ARTICLE
4 November 2021

As The PFAS Panic Continues, EPA Tries To Keep Up With The States

M
Mintz

Contributor

Mintz is a general practice, full-service Am Law 100 law firm with more than 600 attorneys. We are headquartered in Boston and have additional US offices in Los Angeles, Miami, New York City, San Diego, San Francisco, and Washington, DC, as well as an office in Toronto, Canada.
EPA has released its risk assessment for GenX, one of the hundreds of "forever chemicals" known collectively as PFAS that are ubiquitous in our environment owing to decades of use in everything from fire suppressants to pizza boxes.
United States Environment

EPA has released its risk assessment for GenX, one of the hundreds of "forever chemicals" known collectively as PFAS that are ubiquitous in our environment owing to decades of use in everything from fire suppressants to pizza boxes.  Experts have concluded that if the same principles were used to assess the risk associated with other PFAS that were used to finally assess the risk associated with GenX, the predicted safe levels of those other PFAS would be much lower.

In the risk assessment, EPA more than halved what it considers a safe "dose" of GenX.  EPA did that under pressure from certain States to increase the effect on its risk assessment of what are known as "uncertainty factors".  To over simplify things, "uncertainty factors" magnify calculated risk to account for what one doesn't know about the toxicity of a chemical.  Ultimately those "uncertainty factors" may prove to have been far too conservative but, if past is prologue, by the time that is known, no one will be listening.

- PARTS OF THE EXERCISE
a – List every city that the PFAS article names as a location of a Mintz office.
b – Carry the PFAS article forward from its last sentence.

Stored records
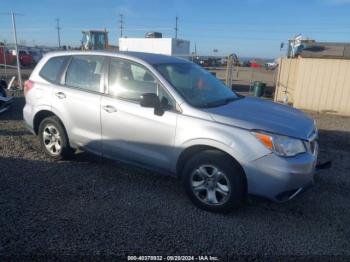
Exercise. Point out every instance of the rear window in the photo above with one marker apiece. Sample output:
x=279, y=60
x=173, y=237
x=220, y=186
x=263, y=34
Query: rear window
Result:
x=53, y=68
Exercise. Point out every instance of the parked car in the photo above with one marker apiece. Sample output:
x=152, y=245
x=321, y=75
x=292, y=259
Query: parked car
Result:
x=5, y=101
x=25, y=58
x=170, y=115
x=6, y=57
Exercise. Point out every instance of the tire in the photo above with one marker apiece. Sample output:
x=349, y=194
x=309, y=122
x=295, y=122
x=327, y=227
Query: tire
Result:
x=214, y=181
x=53, y=139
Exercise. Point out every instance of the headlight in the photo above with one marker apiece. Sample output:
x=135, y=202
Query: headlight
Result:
x=281, y=145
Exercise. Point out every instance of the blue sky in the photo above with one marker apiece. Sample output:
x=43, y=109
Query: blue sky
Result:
x=250, y=28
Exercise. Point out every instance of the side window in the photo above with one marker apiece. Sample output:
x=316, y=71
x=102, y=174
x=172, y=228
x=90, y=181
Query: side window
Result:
x=130, y=80
x=51, y=70
x=85, y=72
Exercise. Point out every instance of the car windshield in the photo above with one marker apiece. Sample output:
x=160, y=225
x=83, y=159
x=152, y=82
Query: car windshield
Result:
x=196, y=85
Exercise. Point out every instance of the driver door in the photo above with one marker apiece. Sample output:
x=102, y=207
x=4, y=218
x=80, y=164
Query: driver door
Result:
x=130, y=132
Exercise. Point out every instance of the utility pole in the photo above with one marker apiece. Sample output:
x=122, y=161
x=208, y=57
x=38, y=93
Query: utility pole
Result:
x=17, y=54
x=58, y=31
x=176, y=28
x=121, y=24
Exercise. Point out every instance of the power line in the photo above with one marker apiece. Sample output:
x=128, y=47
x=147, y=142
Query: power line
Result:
x=121, y=24
x=58, y=31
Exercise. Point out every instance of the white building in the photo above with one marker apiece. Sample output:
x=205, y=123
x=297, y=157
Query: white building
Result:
x=165, y=46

- OUTPUTS BY TASK
a – Boston, Los Angeles, Miami, New York City, San Diego, San Francisco, Washington, DC, and Toronto

b –
EPA finds itself in a bit of a jam.  The more it suggests that the risks associated with PFAS may be greater than it previously calculated, the more it faces increased pressure to immediately eliminate those risks.  And, as we know from the PFAS Roadmap released last month, it is going to take at least several months to begin to make the changes to federal regulations necessary to do that under federal law.    On the other hand, if EPA doesn't appear to be keeping up with the States that have already set and are setting much lower "safe" limits for PFAS, EPA might be criticized for not doing its job.

For now the States that have already regulated PFAS will continue to drive behavior in the regulated community and panic over PFAS will likely continue to increase.